• Problems to solve
(A) Answer these questions from the news release on faster stroke treatment:
(i) In which journal did the research appear?
(ii) At which hospital was the study carried out?
(iii) Over how many years did the study's patient data range?
(B) The news release on faster stroke treatment names steps the stroke team found to be unnecessary or inefficient. List all of them.
(C) Continue the news release on using lean manufacturing methods to speed stroke treatment, starting right after its last sentence.

• Quoted passage
-- Opening Marker --

American Heart Association Newsroom (AHA)
October 18, 2012
- A hospital stroke team used auto industry "lean" manufacturing principles to accelerate stroke treatment times.
- The average time between patients arriving and receiving clot-busting treatment dropped 21 minutes.
- Fast, efficient treatment may improve the effectiveness of tPA and reduce brain injury after stroke.
A hospital stroke team used auto industry "lean" manufacturing principles to accelerate treatment times, according to new research in the American Heart Association's journal Stroke.
In a prospective observational study, the average time between patients arriving at Barnes-Jewish Hospital in St. Louis, Mo., and receiving the clot-busting agent tissue plasminogen activator (tPA), decreased 21 minutes using process improvement techniques adapted from auto manufacturing. Data from more than 200 patients was included in the study analysis, ranging over 3 years.
The shorter the time between patients arriving at the hospital and receiving tPA, the greater the chance to reduce brain injury after stroke, researchers said.
Using lean techniques, the hospital's stroke team identified unnecessary or inefficient steps such as inefficient patient transportation, tasks performed one at a time rather than simultaneously, and time-consuming traditional lab-based tests. Protocols were formulated to eliminate wasteful steps, keeping only crucial steps that added "value" to patient care, in keeping with auto-manufacturers' lean methods which eliminates inefficiencies in automobile production.

-- Closing Marker --

[Data extracted from a collection]
-- Opening Marker --

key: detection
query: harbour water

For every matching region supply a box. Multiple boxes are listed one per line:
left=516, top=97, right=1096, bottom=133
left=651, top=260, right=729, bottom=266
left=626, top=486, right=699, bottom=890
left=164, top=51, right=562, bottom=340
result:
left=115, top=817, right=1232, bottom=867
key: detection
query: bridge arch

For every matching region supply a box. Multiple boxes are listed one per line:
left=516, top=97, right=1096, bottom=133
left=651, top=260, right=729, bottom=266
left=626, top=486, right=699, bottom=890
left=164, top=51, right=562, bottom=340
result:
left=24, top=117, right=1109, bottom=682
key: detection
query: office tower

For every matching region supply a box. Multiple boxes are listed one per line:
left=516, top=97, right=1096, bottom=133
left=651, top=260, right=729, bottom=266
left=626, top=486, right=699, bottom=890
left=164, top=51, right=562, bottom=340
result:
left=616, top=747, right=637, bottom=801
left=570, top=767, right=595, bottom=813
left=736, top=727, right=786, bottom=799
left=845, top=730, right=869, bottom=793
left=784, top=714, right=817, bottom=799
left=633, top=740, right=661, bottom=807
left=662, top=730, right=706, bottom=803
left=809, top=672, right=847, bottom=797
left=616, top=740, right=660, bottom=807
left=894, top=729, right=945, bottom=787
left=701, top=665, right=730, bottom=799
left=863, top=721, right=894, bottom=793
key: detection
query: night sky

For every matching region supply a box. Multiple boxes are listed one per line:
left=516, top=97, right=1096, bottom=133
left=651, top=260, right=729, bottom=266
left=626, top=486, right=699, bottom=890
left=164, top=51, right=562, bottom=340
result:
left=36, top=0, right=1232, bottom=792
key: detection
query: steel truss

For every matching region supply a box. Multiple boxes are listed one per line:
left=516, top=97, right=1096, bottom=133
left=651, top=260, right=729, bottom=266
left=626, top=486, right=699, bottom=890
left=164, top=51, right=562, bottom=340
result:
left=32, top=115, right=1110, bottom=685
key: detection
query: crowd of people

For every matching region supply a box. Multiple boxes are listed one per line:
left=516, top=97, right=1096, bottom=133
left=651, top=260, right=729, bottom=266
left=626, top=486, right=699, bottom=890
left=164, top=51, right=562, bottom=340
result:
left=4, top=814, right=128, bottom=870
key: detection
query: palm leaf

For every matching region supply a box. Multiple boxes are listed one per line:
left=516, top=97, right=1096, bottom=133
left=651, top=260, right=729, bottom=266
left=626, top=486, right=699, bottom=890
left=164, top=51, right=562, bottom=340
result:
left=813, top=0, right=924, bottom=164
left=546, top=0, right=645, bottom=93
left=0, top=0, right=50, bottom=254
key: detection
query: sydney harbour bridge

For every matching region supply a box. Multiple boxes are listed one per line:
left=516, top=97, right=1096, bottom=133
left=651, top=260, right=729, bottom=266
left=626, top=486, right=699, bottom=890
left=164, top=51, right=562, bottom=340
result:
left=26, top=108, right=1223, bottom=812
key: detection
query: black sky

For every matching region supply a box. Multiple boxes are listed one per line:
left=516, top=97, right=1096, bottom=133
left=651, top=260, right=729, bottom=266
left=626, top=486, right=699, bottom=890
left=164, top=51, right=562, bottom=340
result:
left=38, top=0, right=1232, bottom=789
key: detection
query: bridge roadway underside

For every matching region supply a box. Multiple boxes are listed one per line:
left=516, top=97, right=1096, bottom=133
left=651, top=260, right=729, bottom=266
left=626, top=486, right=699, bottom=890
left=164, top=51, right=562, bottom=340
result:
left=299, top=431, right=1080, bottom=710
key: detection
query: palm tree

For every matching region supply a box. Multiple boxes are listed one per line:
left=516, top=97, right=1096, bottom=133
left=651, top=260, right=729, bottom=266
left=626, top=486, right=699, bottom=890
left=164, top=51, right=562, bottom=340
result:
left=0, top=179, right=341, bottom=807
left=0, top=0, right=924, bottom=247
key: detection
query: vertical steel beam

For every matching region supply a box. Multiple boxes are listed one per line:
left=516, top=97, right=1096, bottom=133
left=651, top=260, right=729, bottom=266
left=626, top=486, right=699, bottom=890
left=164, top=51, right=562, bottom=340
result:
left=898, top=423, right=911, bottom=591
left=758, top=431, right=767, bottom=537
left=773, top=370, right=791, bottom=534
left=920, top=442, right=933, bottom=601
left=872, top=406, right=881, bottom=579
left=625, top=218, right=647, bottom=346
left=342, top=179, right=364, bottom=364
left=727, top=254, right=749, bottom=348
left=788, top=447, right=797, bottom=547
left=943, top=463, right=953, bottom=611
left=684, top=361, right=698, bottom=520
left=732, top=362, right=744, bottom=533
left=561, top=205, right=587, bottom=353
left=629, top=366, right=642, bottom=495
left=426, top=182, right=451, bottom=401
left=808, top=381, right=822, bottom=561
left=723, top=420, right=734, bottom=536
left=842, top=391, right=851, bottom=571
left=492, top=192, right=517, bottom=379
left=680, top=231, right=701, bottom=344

-- Closing Marker --

• Exercise answers
(A)
(i) Stroke, the American Heart Association's journal
(ii) Barnes-Jewish Hospital in St. Louis, Mo.
(iii) 3 years

(B)
- Inefficient patient transportation
- Tasks performed one at a time rather than simultaneously
- Time-consuming traditional lab-based tests

(C)
The team streamlined the process by having EMS route patients directly to the CT scanner for immediate brain imaging, enlisted the help of more team members each with fewer tasks to complete, and instituted bedside tests which provide laboratory results within minutes. These modifications ensured that rapid diagnosis and treatment would be available for patients as soon as they arrived at the Emergency Department.
As a result, 78 percent of stroke patients received tPA within one hour of arrival. The "Get with the Guidelines" national database indicates that currently only about 30 percent of patients in the United States are treated within one hour. The overall treatment time was reduced from 60 minutes to 39 minutes - sustained for a year after implementation.
The protocol changes didn't alter patient safety or clinical outcomes, researchers said.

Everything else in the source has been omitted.